Tasks to perform>
1. Using the text on police recording and privacy law, not the data, decide whether each statement agrees: (a) Glik filmed the officers in the Boston Common; (b) the court held that probable cause was arguable; (c) the Massachusetts Bar Association hosts a summary of privacy laws. For each, answer yes or no and quote the deciding words.
2. List every scenario the court looked at in the text on police recording and privacy law.
3. Write the next few sentences of the text on police recording and privacy law, picking up after its final scenario.

Extract>
+ + + +
Glik wins; right to record police upheld in 1st Circuit

The Glik case has been resolved resoundingly in favor of the First Amendment right to publicly to record the activities of police officers on public business anywhere in the First Circuit. One quote summarizes the case best: "Glik filmed the defendant police officers in the Boston Common, the oldest city park in the United States and the apotheosis of a public forum.  In such traditional public spaces, the rights of the state to limit the exercise of First Amendment activity are 'sharply circumscribed.'"

On the MA wiretap law banning secret recordings, the court wrote: “The presence of probable cause was not even arguable here. ... For the reasons we have discussed, we see no basis in the law for a reasonable officer to conclude that such a conspicuous act of recording was 'secret' merely because the officer did not have actual knowledge of whether audio was being recorded.”

Privacy, surveillance & civil litigation: a Massachusetts guide for private investigators

The Massachusetts Bar Association hosts a good summary of privacy laws as they apply to video surveillance in Massachusetts civil litigation, including insurance cases. One of the leading cases in Mass. is DiGirolamo v. D.P. Anderson & Associates, Inc., The court wrote that investigators may generally observe, or photograph a person in public places. A gray area arises when a person enters the privacy of their own home. The court looked at 4 scenarios as to whether a private investigator violates a person's statutory right to privacy:

~ the investigator looks through a window into an apartment with the naked eye;

~ the investigator looks with the naked eye when a person walks out onto a balcony;

~ the investigator photographs, or looks at the person on a balcony with enhanced vision;

~ the investigator photographs or looks at a person inside the home with enhanced vision.
+ + + +
Record set>
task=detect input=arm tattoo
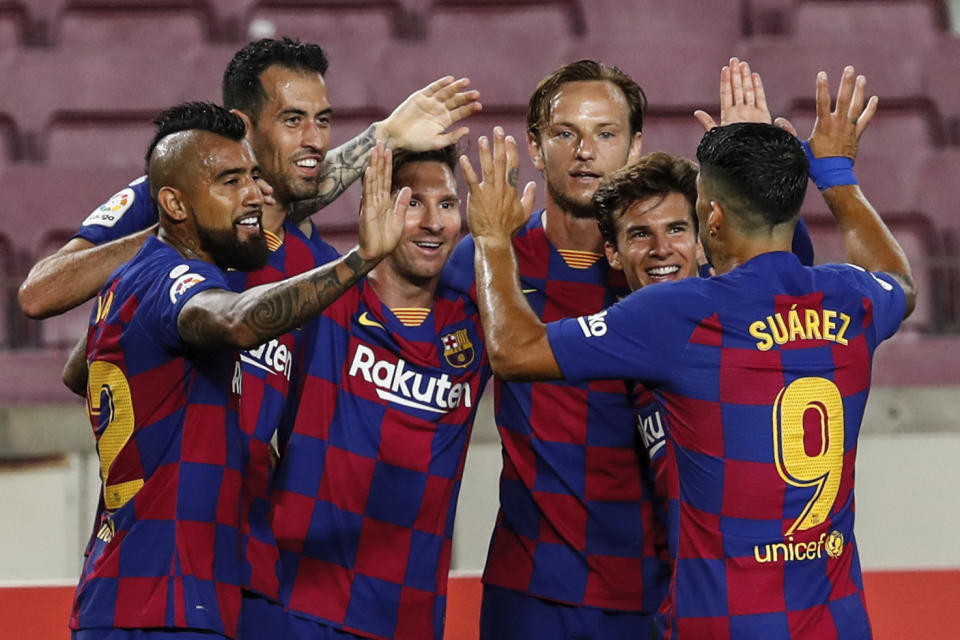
[296,125,377,213]
[244,250,376,342]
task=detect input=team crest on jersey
[83,187,137,227]
[440,329,474,369]
[170,264,206,304]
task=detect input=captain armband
[800,140,857,191]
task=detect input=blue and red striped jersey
[70,238,242,636]
[227,221,339,600]
[548,253,905,639]
[271,280,490,640]
[445,214,669,613]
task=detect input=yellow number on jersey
[773,378,843,535]
[87,360,143,511]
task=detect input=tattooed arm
[287,76,481,224]
[177,143,410,349]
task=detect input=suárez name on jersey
[348,344,473,413]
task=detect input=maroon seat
[804,213,949,332]
[738,39,929,115]
[0,165,142,259]
[41,116,154,169]
[583,0,743,47]
[923,36,960,144]
[53,0,211,55]
[790,0,946,45]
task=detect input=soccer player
[67,103,410,640]
[18,38,480,318]
[445,58,812,640]
[271,147,490,640]
[462,67,916,638]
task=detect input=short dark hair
[145,102,247,173]
[697,122,810,232]
[527,60,647,139]
[393,144,457,188]
[222,38,330,120]
[593,151,698,246]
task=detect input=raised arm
[177,143,410,349]
[777,66,917,317]
[17,230,157,320]
[287,76,481,223]
[460,127,563,380]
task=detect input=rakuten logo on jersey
[348,344,472,413]
[240,339,293,382]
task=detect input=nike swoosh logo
[357,311,387,331]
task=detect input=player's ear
[627,131,643,165]
[527,131,545,171]
[707,200,727,238]
[157,187,187,222]
[230,109,253,140]
[603,242,623,271]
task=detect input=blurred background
[0,0,960,640]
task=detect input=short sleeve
[547,285,695,382]
[838,264,907,342]
[140,260,230,352]
[73,176,158,245]
[440,235,477,303]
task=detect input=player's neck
[710,233,793,274]
[260,203,287,239]
[157,225,216,264]
[367,262,440,309]
[534,192,603,253]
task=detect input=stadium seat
[40,116,154,173]
[583,0,743,48]
[789,0,946,45]
[244,0,396,46]
[0,165,150,263]
[738,39,929,115]
[913,147,960,237]
[373,33,565,111]
[0,47,195,132]
[923,36,960,145]
[804,213,949,333]
[643,111,703,161]
[787,104,940,162]
[53,0,210,55]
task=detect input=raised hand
[693,58,770,131]
[359,142,411,260]
[774,66,879,160]
[377,76,482,151]
[460,127,535,241]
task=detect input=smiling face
[529,80,641,218]
[184,131,267,271]
[250,65,332,206]
[606,192,698,291]
[384,160,460,287]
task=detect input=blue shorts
[70,628,227,640]
[237,591,290,640]
[480,584,654,640]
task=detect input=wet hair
[593,151,698,246]
[222,38,330,120]
[393,144,457,188]
[697,122,810,233]
[527,60,647,140]
[145,102,247,173]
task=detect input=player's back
[648,253,903,638]
[71,237,246,635]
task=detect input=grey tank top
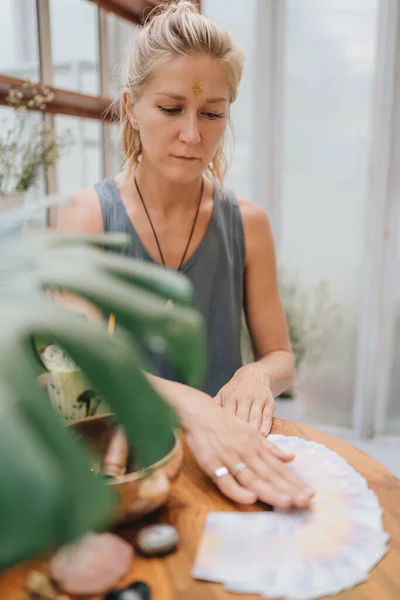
[95,177,245,396]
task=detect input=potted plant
[0,81,72,212]
[0,211,205,568]
[279,269,341,398]
[241,268,340,398]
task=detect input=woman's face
[129,56,229,183]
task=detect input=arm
[216,199,294,435]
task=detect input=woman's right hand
[185,394,314,508]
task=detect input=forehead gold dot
[192,81,204,96]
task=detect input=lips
[173,155,200,160]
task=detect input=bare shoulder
[57,186,104,233]
[238,196,272,245]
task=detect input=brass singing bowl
[69,414,183,525]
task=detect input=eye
[203,113,224,120]
[158,106,181,115]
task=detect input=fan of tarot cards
[192,435,389,600]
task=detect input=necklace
[134,177,204,271]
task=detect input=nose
[179,114,201,145]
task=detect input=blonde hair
[117,0,245,185]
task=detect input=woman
[59,1,313,507]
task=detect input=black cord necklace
[134,176,204,271]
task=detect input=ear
[122,90,139,131]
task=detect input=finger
[262,438,295,462]
[214,394,222,406]
[236,399,253,422]
[220,394,237,414]
[260,402,274,436]
[203,458,257,504]
[253,446,314,505]
[247,457,312,508]
[249,401,265,433]
[236,467,293,508]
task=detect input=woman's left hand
[215,363,275,436]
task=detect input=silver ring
[214,467,229,479]
[234,463,247,475]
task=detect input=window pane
[55,115,103,196]
[280,0,378,426]
[0,0,40,81]
[104,123,124,177]
[386,206,400,434]
[0,106,46,226]
[106,13,138,98]
[201,0,257,196]
[50,0,100,95]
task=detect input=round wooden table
+ + + +
Outputs>
1.
(a) Yes: "Glik filmed the defendant police officers in the Boston Common"
(b) No: "The presence of probable cause was not even arguable here."
(c) Yes: "The Massachusetts Bar Association hosts a good summary of privacy laws"

2.
1. The investigator looks through a window into an apartment with the naked eye.
2. The investigator looks with the naked eye when a person walks out onto a balcony.
3. The investigator photographs, or looks at, the person on a balcony with enhanced vision.
4. The investigator photographs or looks at a person inside the home with enhanced vision.

3.
 
The Mass. court concluded that only the fourth scenario would constitute an unreasonable and substantial interference with the plaintiff’s right to privacy.

The court adopted the United States Supreme Court’s Fourth Amendment analysis from Oliver v. United States. It also quoted a Second Circuit Court of Appeals’ case United States v. Taborda: “Observation of objects and activities inside a person’s home by unenhanced vision from a location where the observer may properly be does not impair a legitimate expectation of privacy. However, any enhanced viewing of the interior of a home does impair a legitimate expectation of privacy.”

Written by lawyers Joseph M. Desmond & David Viens, this article has some good information on Massachusetts state laws applicable to video surveillance, audio recordings, pretext interviews and pretrial discovery.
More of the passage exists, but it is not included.